Supplied records.
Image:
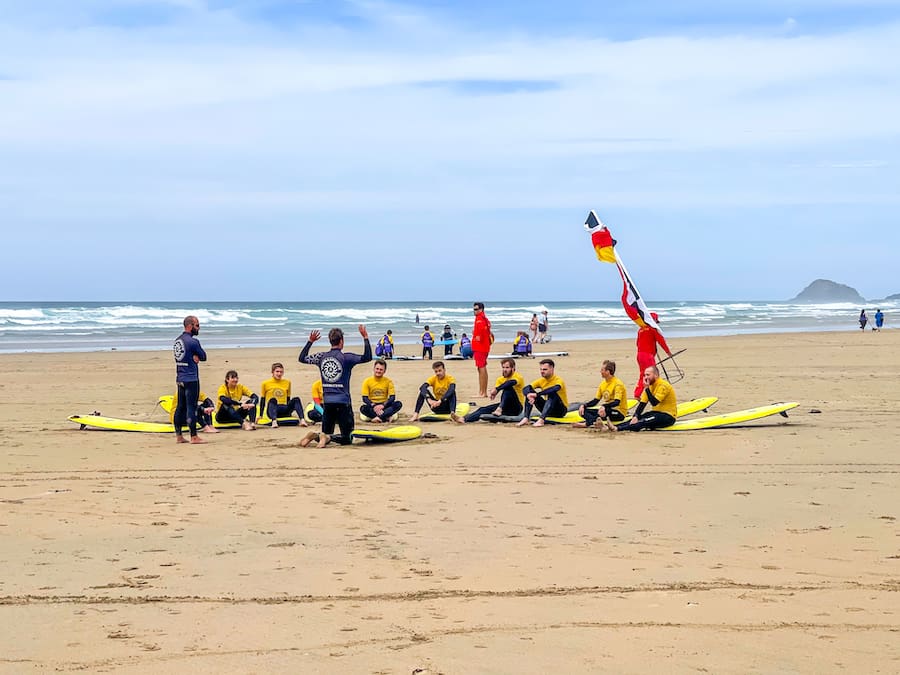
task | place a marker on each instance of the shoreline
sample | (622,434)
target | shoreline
(355,342)
(488,548)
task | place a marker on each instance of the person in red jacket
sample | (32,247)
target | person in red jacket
(481,345)
(647,341)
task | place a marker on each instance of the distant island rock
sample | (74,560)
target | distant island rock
(823,290)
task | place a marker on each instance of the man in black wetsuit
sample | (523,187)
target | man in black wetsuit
(334,367)
(188,353)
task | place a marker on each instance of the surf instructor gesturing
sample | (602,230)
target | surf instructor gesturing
(335,366)
(188,353)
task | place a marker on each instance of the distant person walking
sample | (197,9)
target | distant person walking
(481,345)
(188,353)
(447,337)
(427,341)
(543,327)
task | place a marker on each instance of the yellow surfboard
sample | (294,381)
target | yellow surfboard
(115,424)
(462,410)
(388,435)
(695,405)
(732,419)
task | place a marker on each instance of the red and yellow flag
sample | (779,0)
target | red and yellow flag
(604,244)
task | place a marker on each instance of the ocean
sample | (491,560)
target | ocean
(99,326)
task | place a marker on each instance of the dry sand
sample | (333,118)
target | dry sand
(489,549)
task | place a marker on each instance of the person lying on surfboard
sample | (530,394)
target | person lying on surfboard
(509,387)
(439,392)
(547,394)
(612,398)
(659,394)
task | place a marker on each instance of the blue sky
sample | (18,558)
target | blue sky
(276,150)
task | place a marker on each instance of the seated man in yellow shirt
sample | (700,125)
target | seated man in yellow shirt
(509,388)
(547,394)
(236,403)
(611,396)
(379,397)
(276,400)
(661,396)
(439,392)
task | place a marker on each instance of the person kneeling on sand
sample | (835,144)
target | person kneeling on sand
(509,387)
(379,396)
(612,398)
(335,367)
(236,403)
(659,394)
(439,392)
(547,394)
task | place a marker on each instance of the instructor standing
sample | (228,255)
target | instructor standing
(188,353)
(335,366)
(481,345)
(648,341)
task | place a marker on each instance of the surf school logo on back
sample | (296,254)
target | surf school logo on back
(332,369)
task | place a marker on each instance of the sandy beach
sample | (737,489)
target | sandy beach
(770,548)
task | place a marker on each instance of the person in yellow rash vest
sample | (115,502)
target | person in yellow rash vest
(611,396)
(276,400)
(236,403)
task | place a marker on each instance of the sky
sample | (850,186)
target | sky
(436,150)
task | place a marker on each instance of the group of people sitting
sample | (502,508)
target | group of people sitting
(513,400)
(547,395)
(237,404)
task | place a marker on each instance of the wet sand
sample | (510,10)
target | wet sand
(769,548)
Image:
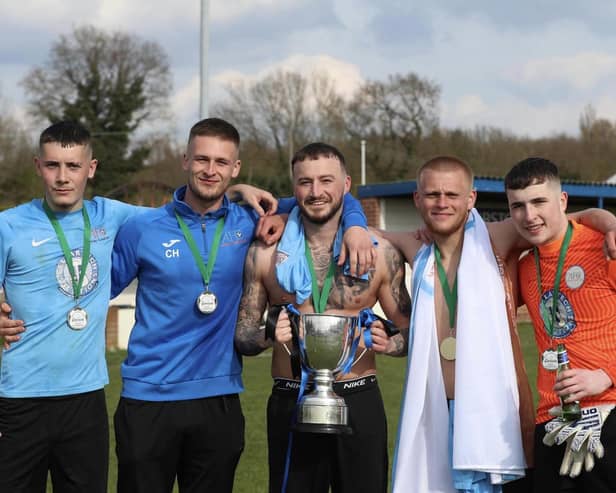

Stated goal. Rename "wet sand" to "damp sand" in everything from the line containing "task | place a marker on each instance of the sky" down to the end of the lines, and change nothing else. Leave the pictures out of your answer.

Answer to the task.
task | place a marker on each instance of the sky
sample | (850,186)
target | sky
(436,150)
task | place a marker on each instance of the group of people sitting
sample | (502,508)
target | group of people sitting
(513,400)
(547,395)
(237,404)
task | place a marker on each instance of the damp sand
sample | (510,10)
target | damp sand
(769,548)
Image:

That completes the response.